- _Action item_
Go through the records below and write each one out again unchanged.

- _Records_
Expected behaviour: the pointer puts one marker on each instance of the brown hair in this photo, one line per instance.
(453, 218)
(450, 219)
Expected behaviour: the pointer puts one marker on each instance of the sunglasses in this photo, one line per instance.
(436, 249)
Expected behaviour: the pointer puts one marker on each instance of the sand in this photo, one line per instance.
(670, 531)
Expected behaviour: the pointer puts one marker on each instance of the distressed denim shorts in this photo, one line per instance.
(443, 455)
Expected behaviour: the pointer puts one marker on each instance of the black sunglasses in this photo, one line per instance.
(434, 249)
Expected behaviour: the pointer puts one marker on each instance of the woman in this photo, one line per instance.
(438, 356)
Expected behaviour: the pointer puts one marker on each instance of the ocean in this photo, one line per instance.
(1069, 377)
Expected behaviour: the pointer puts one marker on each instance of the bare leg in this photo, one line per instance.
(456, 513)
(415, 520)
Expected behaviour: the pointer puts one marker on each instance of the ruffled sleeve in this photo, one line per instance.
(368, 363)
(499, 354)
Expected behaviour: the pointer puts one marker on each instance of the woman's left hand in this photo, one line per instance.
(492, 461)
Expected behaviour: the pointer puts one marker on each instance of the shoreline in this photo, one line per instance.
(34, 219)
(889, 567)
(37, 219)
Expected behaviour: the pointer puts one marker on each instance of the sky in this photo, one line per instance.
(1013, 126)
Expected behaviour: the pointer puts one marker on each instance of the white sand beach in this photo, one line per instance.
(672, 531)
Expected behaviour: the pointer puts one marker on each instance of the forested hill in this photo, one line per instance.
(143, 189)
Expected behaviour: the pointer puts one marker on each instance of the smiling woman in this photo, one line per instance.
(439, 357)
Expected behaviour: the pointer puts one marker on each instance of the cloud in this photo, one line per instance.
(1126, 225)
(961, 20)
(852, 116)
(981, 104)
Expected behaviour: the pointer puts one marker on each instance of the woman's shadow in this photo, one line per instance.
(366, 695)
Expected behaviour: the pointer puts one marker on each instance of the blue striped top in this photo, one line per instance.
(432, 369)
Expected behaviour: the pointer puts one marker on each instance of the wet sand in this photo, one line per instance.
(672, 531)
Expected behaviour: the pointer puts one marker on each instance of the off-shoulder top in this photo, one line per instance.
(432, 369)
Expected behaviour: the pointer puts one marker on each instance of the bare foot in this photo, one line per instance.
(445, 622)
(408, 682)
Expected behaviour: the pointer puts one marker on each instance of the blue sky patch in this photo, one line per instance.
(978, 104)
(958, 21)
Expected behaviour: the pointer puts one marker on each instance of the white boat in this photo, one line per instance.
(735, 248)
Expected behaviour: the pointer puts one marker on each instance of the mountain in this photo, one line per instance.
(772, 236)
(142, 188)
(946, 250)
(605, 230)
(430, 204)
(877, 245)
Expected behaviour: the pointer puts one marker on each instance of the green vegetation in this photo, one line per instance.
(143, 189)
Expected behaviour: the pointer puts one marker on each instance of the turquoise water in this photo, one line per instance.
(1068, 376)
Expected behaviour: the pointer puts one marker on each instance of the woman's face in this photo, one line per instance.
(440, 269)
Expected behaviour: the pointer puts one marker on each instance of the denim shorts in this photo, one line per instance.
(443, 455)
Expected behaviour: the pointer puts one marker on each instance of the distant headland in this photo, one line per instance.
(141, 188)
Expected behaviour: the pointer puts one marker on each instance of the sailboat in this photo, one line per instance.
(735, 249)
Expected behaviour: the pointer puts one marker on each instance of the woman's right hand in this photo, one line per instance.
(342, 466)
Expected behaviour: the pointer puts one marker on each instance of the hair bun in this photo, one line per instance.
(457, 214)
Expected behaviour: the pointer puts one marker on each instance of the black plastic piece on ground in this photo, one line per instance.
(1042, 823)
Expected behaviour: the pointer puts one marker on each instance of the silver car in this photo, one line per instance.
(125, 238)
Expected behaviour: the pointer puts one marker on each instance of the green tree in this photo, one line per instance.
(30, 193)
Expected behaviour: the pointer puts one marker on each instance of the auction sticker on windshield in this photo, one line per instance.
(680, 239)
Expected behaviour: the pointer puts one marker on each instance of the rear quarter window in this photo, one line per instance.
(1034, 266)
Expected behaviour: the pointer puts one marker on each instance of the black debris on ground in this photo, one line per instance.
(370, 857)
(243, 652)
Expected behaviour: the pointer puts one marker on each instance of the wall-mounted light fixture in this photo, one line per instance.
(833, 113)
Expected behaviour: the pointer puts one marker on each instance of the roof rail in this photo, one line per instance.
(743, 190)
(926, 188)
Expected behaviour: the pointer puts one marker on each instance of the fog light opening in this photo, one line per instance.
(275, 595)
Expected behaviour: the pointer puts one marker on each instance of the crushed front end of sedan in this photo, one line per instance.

- _Task response_
Expected behaviour: the pointer puts one marker on each instance of the brown hair in this photo, one line per instance.
(453, 218)
(450, 219)
Expected behaviour: the pointer puts one marker on each instance of the sunglasses in this photo, one line per instance.
(436, 249)
Expected behaviour: the pointer puts one marker on each instance of the sand in this photo, one line per instance.
(670, 531)
Expected behaviour: the pointer puts one marker on each instance of the distressed denim shorts in this photo, one line per instance.
(443, 455)
Expected behaviour: the pointer puts one marker on each instance of the black sunglasses in this photo, one line per instance.
(434, 249)
Expected behaviour: the pointer puts one marker on each instance of the woman in this photo, one line per instance.
(438, 356)
Expected behaviour: the pointer puts one marker on each instance of the ocean in this photo, one line per instance.
(1069, 377)
Expected behaviour: the pointer puts one marker on each instance of the bare leg in this photo, one line per instance.
(456, 513)
(415, 520)
Expected behaviour: the pointer puts one marker on each instance of the ruffled sleeve in this photo, one line per instance.
(368, 363)
(499, 354)
Expected behaviour: the pointer puts one marker on each instance of the woman's left hand in this photo, one line per instance.
(492, 461)
Expected behaviour: the pointer puts one marker on each instance of the shoreline in this photo, one line per instance.
(34, 219)
(889, 567)
(37, 219)
Expected behaviour: the pointer puts one marker on each instance of the sky in this photo, one line per instance.
(1013, 126)
Expected behaviour: the pointer puts one marker on each instance of the white sand beach in this photo, one line per instance.
(672, 531)
Expected behaviour: the pointer puts one marker on each instance of the forested hill in this photo, one line per instance.
(143, 189)
Expected behaviour: the pointer puts one marker on each instance of the smiling woman in this photo, one line per instance.
(439, 357)
Expected behaviour: the pointer puts one marker on each instance of the cloud in this photo, one line per instance.
(1126, 225)
(961, 20)
(852, 116)
(981, 104)
Expected behaviour: the pointer puts one marker on each instance of the woman's shadow in this photo, one line per instance.
(366, 695)
Expected behaviour: the pointer puts one marker on each instance of the blue striped top in this photo, one line per instance.
(432, 369)
Expected behaviour: the pointer puts one marker on each instance of the wet sand in this photo, one line per instance.
(672, 531)
Expected behaviour: the pointer puts one marker on each instance of the off-shoulder top in this photo, one line per instance.
(432, 369)
Expected behaviour: the pointer puts one marker on each instance of the bare foot in this photo, one line per instance.
(445, 622)
(408, 682)
Expected behaviour: the pointer puts one marker on each instance of the blue sky patch in this photo, one line per instance.
(978, 104)
(958, 21)
Expected behaviour: the pointer puts one marker on each instance of the white boat in this photo, one line per instance.
(735, 248)
Expected behaviour: the pointer puts one marker on each instance of the mountain in this photo, one line per instance.
(772, 236)
(142, 188)
(946, 250)
(605, 230)
(430, 204)
(877, 245)
Expected behaviour: the pointer puts one marker on each instance of the green vegetation in this photo, one line per instance.
(143, 189)
Expected behaviour: the pointer puts one marker on each instance of the turquoise water in this photo, one line per instance.
(1068, 376)
Expected behaviour: the pointer puts one marker on each instance of the woman's face in this photo, one line per instance.
(440, 269)
Expected behaviour: the pointer puts one marker on each instance of the denim shorts in this photo, one line per instance.
(443, 455)
Expected behaviour: the pointer puts one marker on each instance of the distant headland in this photo, one line per instance.
(141, 188)
Expected behaviour: the pointer puts one marker on each instance of the sailboat in this photo, one line per instance.
(735, 249)
Expected behaviour: the pointer puts one marker on each instance of the woman's right hand in this photo, one line per instance.
(342, 466)
Expected behaviour: the pointer puts one marker on each instance of the hair bun in this photo, one line per instance.
(457, 214)
Expected behaviour: the pointer puts one marker on each instance of the black plastic piece on ground in this photo, one line per instance.
(1042, 823)
Expected behaviour: the pointer puts one marker on each instance of the silver car in this photo, one line per instance.
(125, 238)
Expected behaviour: the pointer puts one marker on each instance of the green tree in this photo, one line per instance.
(30, 193)
Expected behaviour: the pointer puts one marker on each instance of the auction sticker on windshield in this photo, one line per instance.
(680, 239)
Expected behaviour: the pointer puts one marker on each instance of the rear quarter window in this photo, one line per instance.
(1034, 266)
Expected behaviour: the pointer puts one marker on each instance of the black debris on ground in this photo, one line per instance.
(370, 857)
(243, 652)
Expected behaviour: the pointer puts one marker on each instance of the wall-mounted light fixture in this photo, one line per instance.
(833, 113)
Expected behaviour: the pointer puts one marker on each instance of the roof rail in this photo, one line per instance.
(743, 190)
(926, 188)
Expected behaviour: the pointer puts one marker on each instance of the fog light opening in this photo, one line per instance.
(275, 595)
Expected behaviour: the pointer puts one marker on each instance of the crushed front end of sedan in this photo, one line per instance.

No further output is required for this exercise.